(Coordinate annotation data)
━━━━━━━━━━━━━━━━━━━━
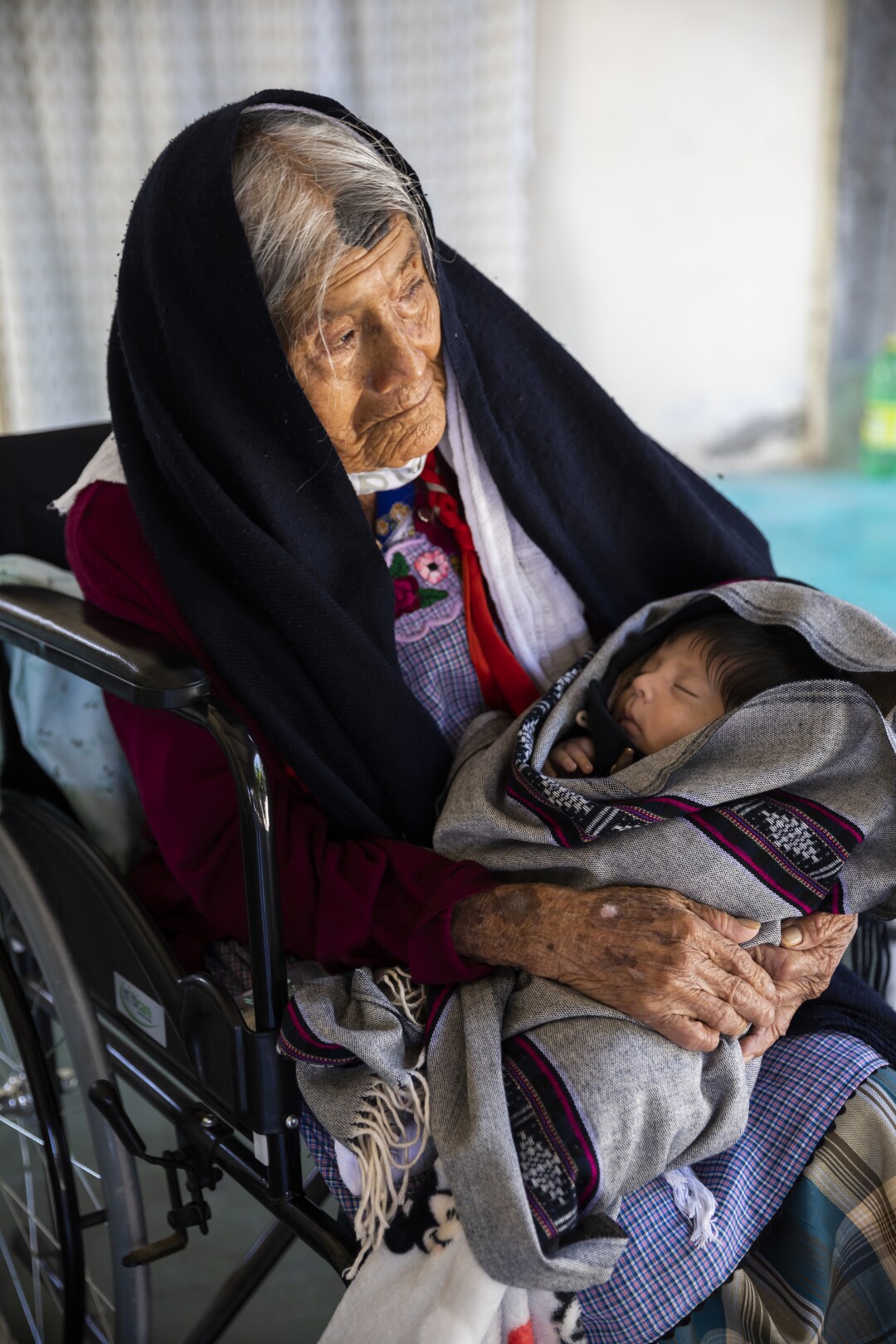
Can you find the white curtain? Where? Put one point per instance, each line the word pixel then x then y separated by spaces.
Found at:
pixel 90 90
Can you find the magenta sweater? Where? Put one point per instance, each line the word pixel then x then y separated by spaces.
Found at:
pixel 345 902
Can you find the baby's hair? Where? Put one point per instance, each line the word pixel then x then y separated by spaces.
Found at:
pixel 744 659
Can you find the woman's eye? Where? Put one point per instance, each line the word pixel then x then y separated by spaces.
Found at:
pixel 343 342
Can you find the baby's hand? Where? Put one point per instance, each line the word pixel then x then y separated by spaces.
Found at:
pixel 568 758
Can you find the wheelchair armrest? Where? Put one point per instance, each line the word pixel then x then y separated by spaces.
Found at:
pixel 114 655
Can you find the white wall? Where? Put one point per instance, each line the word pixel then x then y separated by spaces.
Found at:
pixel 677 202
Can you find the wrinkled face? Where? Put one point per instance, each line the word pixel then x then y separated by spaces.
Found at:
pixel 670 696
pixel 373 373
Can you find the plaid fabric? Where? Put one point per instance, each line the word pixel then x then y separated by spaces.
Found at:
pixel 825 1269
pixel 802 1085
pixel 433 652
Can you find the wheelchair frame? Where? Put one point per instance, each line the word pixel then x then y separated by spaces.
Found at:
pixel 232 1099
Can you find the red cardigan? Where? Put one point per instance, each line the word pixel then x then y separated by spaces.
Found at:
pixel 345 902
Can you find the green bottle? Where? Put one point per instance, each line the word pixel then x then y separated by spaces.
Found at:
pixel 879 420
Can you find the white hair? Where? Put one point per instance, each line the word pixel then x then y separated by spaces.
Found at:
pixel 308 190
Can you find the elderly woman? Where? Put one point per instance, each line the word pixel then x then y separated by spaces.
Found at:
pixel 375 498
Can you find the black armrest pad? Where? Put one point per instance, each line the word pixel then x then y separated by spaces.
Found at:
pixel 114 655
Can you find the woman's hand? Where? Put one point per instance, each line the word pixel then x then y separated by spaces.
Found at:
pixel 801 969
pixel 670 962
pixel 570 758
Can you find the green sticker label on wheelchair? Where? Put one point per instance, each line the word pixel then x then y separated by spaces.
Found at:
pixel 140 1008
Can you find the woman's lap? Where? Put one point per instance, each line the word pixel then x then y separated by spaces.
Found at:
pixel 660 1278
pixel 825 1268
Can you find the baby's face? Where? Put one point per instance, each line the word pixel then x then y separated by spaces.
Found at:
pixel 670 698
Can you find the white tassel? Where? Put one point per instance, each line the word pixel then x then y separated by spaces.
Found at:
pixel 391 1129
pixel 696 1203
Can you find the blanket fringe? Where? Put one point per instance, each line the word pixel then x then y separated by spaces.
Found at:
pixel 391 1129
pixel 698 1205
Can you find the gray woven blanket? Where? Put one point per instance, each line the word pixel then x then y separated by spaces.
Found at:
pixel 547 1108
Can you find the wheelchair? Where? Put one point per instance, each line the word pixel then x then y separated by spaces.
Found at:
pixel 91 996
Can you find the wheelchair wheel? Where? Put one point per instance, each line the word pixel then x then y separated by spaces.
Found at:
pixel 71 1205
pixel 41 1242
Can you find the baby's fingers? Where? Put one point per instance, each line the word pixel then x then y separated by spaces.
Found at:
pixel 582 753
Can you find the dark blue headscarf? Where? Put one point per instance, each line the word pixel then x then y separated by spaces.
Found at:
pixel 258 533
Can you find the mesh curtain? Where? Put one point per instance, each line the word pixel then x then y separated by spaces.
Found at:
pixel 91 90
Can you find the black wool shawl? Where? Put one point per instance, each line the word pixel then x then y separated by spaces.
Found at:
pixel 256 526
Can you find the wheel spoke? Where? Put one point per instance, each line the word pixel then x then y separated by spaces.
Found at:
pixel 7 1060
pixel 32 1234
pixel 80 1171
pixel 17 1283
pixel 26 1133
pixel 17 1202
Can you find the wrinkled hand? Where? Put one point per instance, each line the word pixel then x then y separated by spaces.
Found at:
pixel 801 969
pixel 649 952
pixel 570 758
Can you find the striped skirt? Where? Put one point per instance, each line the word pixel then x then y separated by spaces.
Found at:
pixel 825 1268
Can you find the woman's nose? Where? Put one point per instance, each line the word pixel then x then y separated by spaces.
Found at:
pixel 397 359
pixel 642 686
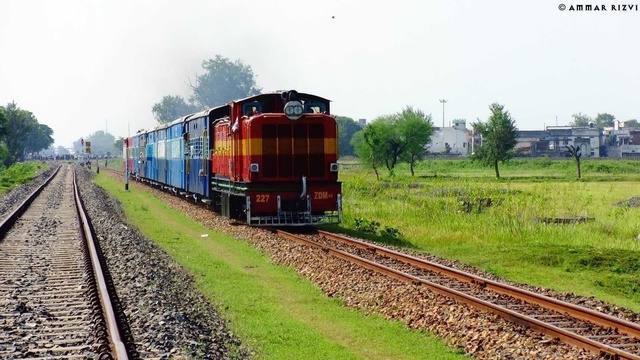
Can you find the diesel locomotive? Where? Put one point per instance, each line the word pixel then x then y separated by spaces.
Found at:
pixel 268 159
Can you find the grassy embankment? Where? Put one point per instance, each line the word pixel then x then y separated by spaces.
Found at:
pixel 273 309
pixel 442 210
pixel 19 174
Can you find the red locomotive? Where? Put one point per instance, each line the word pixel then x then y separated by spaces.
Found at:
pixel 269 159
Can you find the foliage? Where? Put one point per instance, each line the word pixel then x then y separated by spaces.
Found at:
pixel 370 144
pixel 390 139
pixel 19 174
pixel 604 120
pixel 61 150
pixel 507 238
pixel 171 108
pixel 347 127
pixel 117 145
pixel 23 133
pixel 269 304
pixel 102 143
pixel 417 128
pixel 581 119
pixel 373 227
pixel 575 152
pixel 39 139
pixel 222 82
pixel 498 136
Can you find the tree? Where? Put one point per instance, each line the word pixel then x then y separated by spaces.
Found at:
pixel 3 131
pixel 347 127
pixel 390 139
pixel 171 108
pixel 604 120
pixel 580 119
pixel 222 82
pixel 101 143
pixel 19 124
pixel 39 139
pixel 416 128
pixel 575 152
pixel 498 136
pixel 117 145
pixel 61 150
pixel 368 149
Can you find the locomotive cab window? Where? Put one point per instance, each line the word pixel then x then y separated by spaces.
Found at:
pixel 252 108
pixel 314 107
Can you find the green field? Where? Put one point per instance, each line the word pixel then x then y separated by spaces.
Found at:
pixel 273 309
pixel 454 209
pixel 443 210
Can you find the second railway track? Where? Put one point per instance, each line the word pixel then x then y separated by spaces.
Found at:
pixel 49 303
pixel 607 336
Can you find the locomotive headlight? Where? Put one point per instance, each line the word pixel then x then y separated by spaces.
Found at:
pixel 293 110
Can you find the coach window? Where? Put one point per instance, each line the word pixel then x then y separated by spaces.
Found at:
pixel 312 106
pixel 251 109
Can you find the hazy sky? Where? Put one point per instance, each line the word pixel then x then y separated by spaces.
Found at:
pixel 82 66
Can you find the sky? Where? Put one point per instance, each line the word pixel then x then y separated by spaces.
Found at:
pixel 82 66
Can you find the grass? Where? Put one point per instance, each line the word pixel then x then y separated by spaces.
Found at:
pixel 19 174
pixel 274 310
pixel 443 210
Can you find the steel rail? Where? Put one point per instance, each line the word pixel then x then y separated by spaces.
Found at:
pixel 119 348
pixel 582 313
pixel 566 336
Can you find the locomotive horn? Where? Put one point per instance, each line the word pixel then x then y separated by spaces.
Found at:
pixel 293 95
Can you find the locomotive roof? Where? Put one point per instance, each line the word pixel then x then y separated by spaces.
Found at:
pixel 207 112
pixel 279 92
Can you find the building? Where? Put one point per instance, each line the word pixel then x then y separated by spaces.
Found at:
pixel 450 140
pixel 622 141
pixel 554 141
━━━━━━━━━━━━━━━━━━━━
■ **TO BE DONE**: Rewrite all of the data above with every "Found at" changed to "Located at" and nothing else altered, leaving the pictures out.

■ **RESULT OF THIS EXERCISE**:
Can you find the white curtain? Where? Put one point per instance, each line the word pixel then x then y separated by spaces.
Located at:
pixel 90 90
Can you find the magenta sweater? Where? Put one point per instance, each line the word pixel then x then y separated by spaces.
Located at:
pixel 345 902
Can you find the baby's hair? Where? Put one point per instance, each line the word pixel then x then y separated by spaces.
Located at:
pixel 744 659
Can you find the woman's eye? Where? Put one point per instance, each line the word pixel then x then y separated by spaces.
Located at:
pixel 343 342
Can you find the baby's hand? Where? Put one point per instance, each line the word pixel then x then y separated by spaces.
Located at:
pixel 568 758
Can you find the wheelchair armrest? Where? Put one point per instance, each line the word pixel then x then y separated by spaces.
Located at:
pixel 114 655
Can you find the white wall? Where? Put one point per instance, each line the word pixel then x then y separated by spaces.
Located at:
pixel 677 202
Can you find the wrinkled face? Where? Put one point per instance, each line the word pixel then x then y separated by spaces.
Located at:
pixel 670 696
pixel 373 373
Can you find the plaid fabric? Where? Put one point per instance, each line the word pixel then x then y separated by spaces.
Located at:
pixel 825 1269
pixel 802 1085
pixel 433 652
Can you find the wheelchair frame? Where? Put one point per instance, each line the word pixel then x then y separated by spaces.
Located at:
pixel 232 1099
Can you find the red cardigan? Where? Put one point per instance, each line the word pixel then x then y separated by spaces.
Located at:
pixel 345 902
Can you find the green bottle? Where? Put one point per instance, each line the word pixel then x then y separated by spaces.
Located at:
pixel 879 420
Can you find the white hair? Where? Put one point per instance, each line the word pixel then x then y separated by spaces.
Located at:
pixel 308 190
Can you find the elderly woman? Where? Put one point per instance, each line the word pixel then x then y separated by spaces.
Located at:
pixel 375 498
Can you find the black armrest pad? Where? Put one point per instance, each line the word pixel then x then y separated by spaces.
Located at:
pixel 114 655
Can you find the woman's hand? Where? Put one point per instance, each line the word pixel then x then y separated by spaces.
Located at:
pixel 801 969
pixel 670 962
pixel 570 758
Can you find the green sticker label on wheelchair? Where? Put one point per instance, each line the word pixel then x then y separated by spaces.
Located at:
pixel 140 1008
Can you find the woman's lap? Where? Put one point per instance, each line the word pixel then x then y separated by spaces.
Located at:
pixel 660 1278
pixel 825 1268
Can you find the baby's face? Where? Put one point per instance, each line the word pixel then x then y separated by spaces.
Located at:
pixel 670 698
Can you find the white tassel? Where? Put one point per instance, each line the word pixel then x then y separated by spaces.
Located at:
pixel 391 1129
pixel 696 1203
Can you find the blanket fringe? Where? Put one point per instance, each line the word pixel then x then y separated by spaces.
Located at:
pixel 391 1129
pixel 698 1205
Can you find the gray woven blanket? Where? Put one point per instance, each line the word pixel then x then y separated by spaces.
Located at:
pixel 547 1108
Can you find the wheelchair? Where? Put one point per instance, each line the word pixel then x then y separated by spaces.
Located at:
pixel 91 996
Can you find the wheelchair wheel? Where? Put one point per instance, each line the word pixel then x then y separated by spaces.
Located at:
pixel 71 1205
pixel 41 1242
Can you find the baby's fingers? Where? Put one point per instance, each line the word pixel then x then y separated by spaces.
Located at:
pixel 582 753
Can you find the dark blue headscarf? Where? Put one point per instance, each line the word pixel then x then y separated by spaces.
Located at:
pixel 258 533
Can you find the mesh curtain? Where? Put one point per instance, each line the word pixel then x then y separated by spaces.
Located at:
pixel 91 90
Can you find the black wool shawl? Where? Put one point per instance, each line the word pixel then x then y separated by spaces.
Located at:
pixel 256 526
Can you find the wheel spoke? Where? Put one point per instance, each line the word pixel then x then y separated by spaces.
Located at:
pixel 7 1060
pixel 32 1234
pixel 80 1171
pixel 17 1283
pixel 26 1133
pixel 17 1202
Can you find the wrinkled hand? Where? Put one point per instance, each line the word pixel then x then y separated by spaces.
Located at:
pixel 801 969
pixel 649 952
pixel 570 758
Can you find the striped skirt? Where? Put one point per instance, each line the word pixel then x then y separated by spaces.
Located at:
pixel 825 1268
Can you find the woman's nose? Where? Put one point per instance, each line the word pixel then x then y separated by spaces.
Located at:
pixel 397 359
pixel 642 686
Can you find the diesel locomotive? Where? Put one point per instance, each line the word pixel then x then y separated by spaces.
Located at:
pixel 268 159
Can you find the grassy embankment? Where? Put one point per instance, each line the word pixel then x then y separated by spaces.
Located at:
pixel 273 309
pixel 442 210
pixel 19 174
Can you find the red locomotive? Where? Put one point per instance, each line the word pixel then x then y separated by spaces.
Located at:
pixel 269 159
Can you find the foliage? Where? Put one point per instance, each line the word pixel then x then y separated by spaces.
Located at:
pixel 370 144
pixel 390 139
pixel 19 174
pixel 604 120
pixel 61 150
pixel 507 238
pixel 171 108
pixel 347 127
pixel 117 145
pixel 23 133
pixel 269 304
pixel 102 143
pixel 417 128
pixel 581 119
pixel 373 227
pixel 575 152
pixel 39 139
pixel 222 82
pixel 498 136
Can you find the tree? Where? Put one point per instance, each line the word pixel then x then y separated by spaces.
Located at:
pixel 3 131
pixel 347 127
pixel 390 139
pixel 171 108
pixel 604 120
pixel 580 119
pixel 222 82
pixel 101 143
pixel 19 124
pixel 39 139
pixel 416 128
pixel 575 152
pixel 498 136
pixel 117 145
pixel 61 150
pixel 368 149
Can you find the locomotive cab window? Where? Put one point per instance, each line the word pixel then x then y separated by spaces.
Located at:
pixel 252 108
pixel 314 107
Can you find the green field? Where? Put one point per instance, each line the word pixel then x then y separated by spaces.
Located at:
pixel 273 309
pixel 454 209
pixel 443 210
Can you find the second railway track? Where? Put one point per instance, each line the word pixel then x then y separated by spaces.
Located at:
pixel 49 303
pixel 607 336
Can you find the locomotive headlight? Where? Put one point per instance, each line the word pixel then x then y separated by spaces.
Located at:
pixel 293 110
Can you find the coach window? Where? Put one point per instance, each line the word pixel then x then y separated by spaces.
Located at:
pixel 312 106
pixel 251 109
Can you find the hazy sky? Where? Put one point per instance, each line the word pixel then x then y separated by spaces.
Located at:
pixel 82 66
Can you find the sky? Where? Put one point per instance, each line the word pixel then x then y separated by spaces.
Located at:
pixel 82 66
Can you find the grass? Where? Put one point per instance, each line the word pixel then x then y separated by spaces.
Located at:
pixel 19 174
pixel 274 310
pixel 443 210
Can you find the steel rail? Where? Put one point per instance, each line the word pixel then x then y separated by spaces.
Located at:
pixel 119 348
pixel 582 313
pixel 566 336
Can you find the locomotive horn? Where? Put one point per instance, each line the word pixel then x then y separated by spaces.
Located at:
pixel 293 95
Can you find the locomotive roof? Where? Put one point per instance, each line the word pixel then x then y separated by spaces.
Located at:
pixel 207 112
pixel 279 92
Can you find the building? Where? Put one point per instance, each line the word pixel then x then y separated by spaces.
Located at:
pixel 450 140
pixel 622 141
pixel 554 141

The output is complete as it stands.